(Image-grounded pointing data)
◆ ◆ ◆ ◆ ◆
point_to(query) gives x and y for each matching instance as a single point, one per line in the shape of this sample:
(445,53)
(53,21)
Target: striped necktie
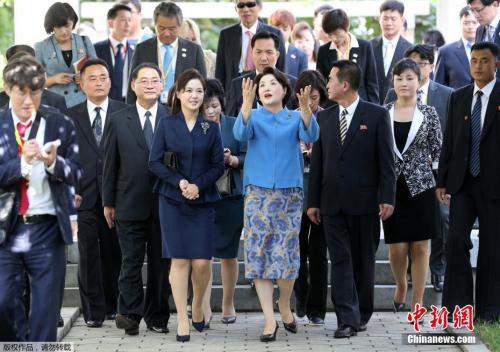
(475,134)
(343,125)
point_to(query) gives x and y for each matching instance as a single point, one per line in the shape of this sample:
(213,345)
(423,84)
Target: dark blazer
(384,82)
(229,52)
(237,148)
(363,56)
(423,142)
(103,51)
(199,154)
(91,154)
(360,174)
(234,96)
(189,55)
(66,171)
(438,96)
(48,98)
(127,182)
(452,66)
(454,160)
(296,61)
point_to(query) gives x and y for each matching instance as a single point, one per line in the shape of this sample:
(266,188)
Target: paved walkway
(384,334)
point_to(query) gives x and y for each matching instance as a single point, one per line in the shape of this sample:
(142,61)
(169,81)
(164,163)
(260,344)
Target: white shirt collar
(174,43)
(104,106)
(252,29)
(487,89)
(351,108)
(142,111)
(115,42)
(394,41)
(353,44)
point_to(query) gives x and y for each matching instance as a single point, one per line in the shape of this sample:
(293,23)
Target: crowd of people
(301,140)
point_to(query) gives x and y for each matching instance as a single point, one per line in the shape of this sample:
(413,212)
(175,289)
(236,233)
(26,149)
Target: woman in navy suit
(417,145)
(188,194)
(61,50)
(229,210)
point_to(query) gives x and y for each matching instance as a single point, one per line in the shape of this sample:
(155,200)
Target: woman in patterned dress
(273,181)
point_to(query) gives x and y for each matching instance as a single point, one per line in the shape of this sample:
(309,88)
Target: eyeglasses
(250,4)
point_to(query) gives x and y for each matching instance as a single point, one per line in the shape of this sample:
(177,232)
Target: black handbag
(7,201)
(170,160)
(225,184)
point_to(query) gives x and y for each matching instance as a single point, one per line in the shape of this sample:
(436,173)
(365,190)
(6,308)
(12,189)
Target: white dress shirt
(39,195)
(244,43)
(142,114)
(487,89)
(350,111)
(113,49)
(92,113)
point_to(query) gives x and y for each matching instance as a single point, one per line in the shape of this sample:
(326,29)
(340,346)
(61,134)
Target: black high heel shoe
(269,337)
(183,338)
(397,307)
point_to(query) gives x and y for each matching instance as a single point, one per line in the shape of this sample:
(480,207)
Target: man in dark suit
(452,66)
(436,95)
(265,54)
(352,184)
(116,51)
(391,46)
(129,202)
(100,256)
(48,98)
(488,16)
(234,56)
(171,53)
(39,164)
(469,171)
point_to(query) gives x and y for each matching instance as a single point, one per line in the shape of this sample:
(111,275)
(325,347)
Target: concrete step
(246,297)
(383,273)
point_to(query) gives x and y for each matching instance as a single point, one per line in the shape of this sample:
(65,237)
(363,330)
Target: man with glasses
(100,256)
(436,95)
(131,206)
(452,66)
(172,54)
(234,51)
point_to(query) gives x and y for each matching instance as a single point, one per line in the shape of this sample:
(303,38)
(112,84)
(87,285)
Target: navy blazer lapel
(135,127)
(492,109)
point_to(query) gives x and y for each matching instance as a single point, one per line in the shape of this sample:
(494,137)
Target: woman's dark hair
(58,15)
(180,85)
(280,77)
(314,79)
(335,19)
(214,89)
(406,64)
(296,34)
(24,72)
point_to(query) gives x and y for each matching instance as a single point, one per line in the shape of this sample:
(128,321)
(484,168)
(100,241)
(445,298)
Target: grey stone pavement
(384,334)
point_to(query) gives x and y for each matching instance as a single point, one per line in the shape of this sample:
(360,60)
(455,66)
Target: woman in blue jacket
(273,182)
(188,194)
(61,50)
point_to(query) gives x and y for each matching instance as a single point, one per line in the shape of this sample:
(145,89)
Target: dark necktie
(343,125)
(24,205)
(475,134)
(148,130)
(97,125)
(117,84)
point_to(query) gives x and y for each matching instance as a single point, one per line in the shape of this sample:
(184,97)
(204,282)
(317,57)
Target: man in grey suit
(171,53)
(438,96)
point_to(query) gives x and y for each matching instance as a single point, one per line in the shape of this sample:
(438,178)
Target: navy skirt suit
(187,226)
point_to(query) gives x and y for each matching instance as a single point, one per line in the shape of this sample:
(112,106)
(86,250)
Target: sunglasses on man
(249,4)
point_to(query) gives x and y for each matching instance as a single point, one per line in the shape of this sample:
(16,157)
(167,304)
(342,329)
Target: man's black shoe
(344,331)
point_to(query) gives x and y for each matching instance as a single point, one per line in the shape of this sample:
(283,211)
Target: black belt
(37,219)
◆ ◆ ◆ ◆ ◆
> YOUR OBJECTIVE
Without carrying over any picture, write out the entries above once more, exactly.

> RESPONSE AREA
point_to(query) gives x and y for each matching instance as a single point, one per line in the shape of this sample:
(445,53)
(53,21)
Target: striped necktie
(475,134)
(343,125)
point_to(query) gives x and y for each matching instance as a single point, one per line in the shape of this sample:
(213,345)
(423,84)
Target: dark blazer
(384,82)
(229,52)
(237,148)
(363,56)
(423,142)
(103,51)
(199,154)
(91,154)
(360,174)
(234,96)
(189,55)
(66,171)
(438,96)
(48,98)
(127,182)
(452,66)
(454,160)
(296,61)
point_to(query) gives x and y for each matching instance as a single point, one per line in the shape of this sample:
(266,188)
Target: paved walkway
(384,334)
point_to(query) gives x and y for each matching instance as a single point, one per line in the shape of this sample:
(142,61)
(169,81)
(164,163)
(260,344)
Target: white shirt collar
(174,43)
(104,106)
(252,29)
(487,89)
(351,108)
(142,111)
(115,42)
(394,41)
(353,44)
point_to(query) gives x and y for each matching instance as a single point, one per line in the shape of this sample:
(293,23)
Target: crowd of people
(301,140)
point_to(query) gives x and y for each matching instance as a single point, one per line in the shape of this sample:
(413,212)
(175,289)
(236,233)
(26,149)
Target: woman in navy suit
(417,145)
(188,194)
(61,50)
(229,210)
point_to(query) gives x and y for each matching instance as a single point, one per line in the shape of this sample:
(155,200)
Target: woman in patterned dress
(273,181)
point_to(query) gives x and y for each matching instance as a single point, one per line in the shape of this sample:
(309,88)
Target: eyeglasses
(250,4)
point_to(query) gives x and y for each matching instance as a single point, one per line in the shape of this sample:
(177,232)
Target: black handbag
(7,201)
(170,160)
(225,184)
point_to(query) gives x and y for each matching instance as a single point, one per line in the shape of this sample:
(436,173)
(365,190)
(6,308)
(12,189)
Target: white dress shirt
(39,195)
(244,43)
(142,114)
(487,89)
(350,111)
(113,49)
(92,113)
point_to(query) gives x and y for each matching instance as a single point, one per line in the shape of this sample:
(326,29)
(340,346)
(61,134)
Target: black high heel shoe
(269,337)
(183,338)
(397,307)
point_to(query) gives x and y for each matching instance as a single point, one per line in the shape of this sample:
(480,207)
Target: man in dark suit
(452,66)
(436,95)
(265,54)
(352,184)
(116,51)
(391,46)
(129,202)
(100,256)
(48,98)
(488,16)
(234,56)
(171,53)
(39,164)
(469,171)
point_to(query) gives x and y for each matching instance as a single point, one per line in the shape of this sample:
(111,275)
(325,347)
Target: concrete step
(246,297)
(383,273)
point_to(query) gives x and y for each matching instance as a single point, one per line in the shape of this sample:
(65,237)
(363,330)
Target: man with glasses
(100,256)
(436,95)
(131,206)
(452,66)
(172,54)
(234,51)
point_to(query) gives x and y for each matching instance as a single point, one per line in the shape of this sample:
(303,38)
(112,84)
(87,285)
Target: navy blazer lapel
(135,127)
(492,109)
point_to(query) gives x and y for each matching instance as a single point, one per line in the shape of this sample:
(494,137)
Target: woman's dark hair
(58,15)
(180,85)
(280,77)
(314,79)
(335,19)
(214,89)
(406,64)
(296,34)
(24,72)
point_to(query) gives x and y for each matching instance as a single point, one per line in the shape of this sample:
(128,321)
(484,168)
(100,241)
(445,298)
Target: grey stone pavement
(384,334)
point_to(query) gives x and y for each matching instance as a single point, one per line in the shape of this sample:
(360,60)
(455,66)
Target: woman in blue jacket
(273,182)
(188,194)
(61,50)
point_to(query) gives x and y for each matching instance as a single point, one per line in the shape of this sample:
(145,89)
Target: dark necktie
(343,125)
(24,205)
(475,134)
(148,130)
(97,125)
(117,84)
point_to(query) gives x and y for each matching instance as a single point, one per line in the shape of this sample:
(184,97)
(204,282)
(317,57)
Target: man in grey suit
(171,53)
(438,96)
point_to(query) gives x and y for each matching instance as a single point, one per line in the shape of this sample:
(438,178)
Target: navy skirt suit
(187,226)
point_to(query) gives x and y for each matching instance as a single point, one per line in the shape of this sample:
(112,106)
(86,250)
Target: sunglasses on man
(249,4)
point_to(query) gives x and y for each matching instance as a single point, one per line in the shape of this sample:
(16,157)
(167,304)
(342,329)
Target: man's black shoe
(344,331)
point_to(query) gives x and y for each matching instance as a single point, one per line in the shape of this sample:
(283,211)
Target: black belt
(37,219)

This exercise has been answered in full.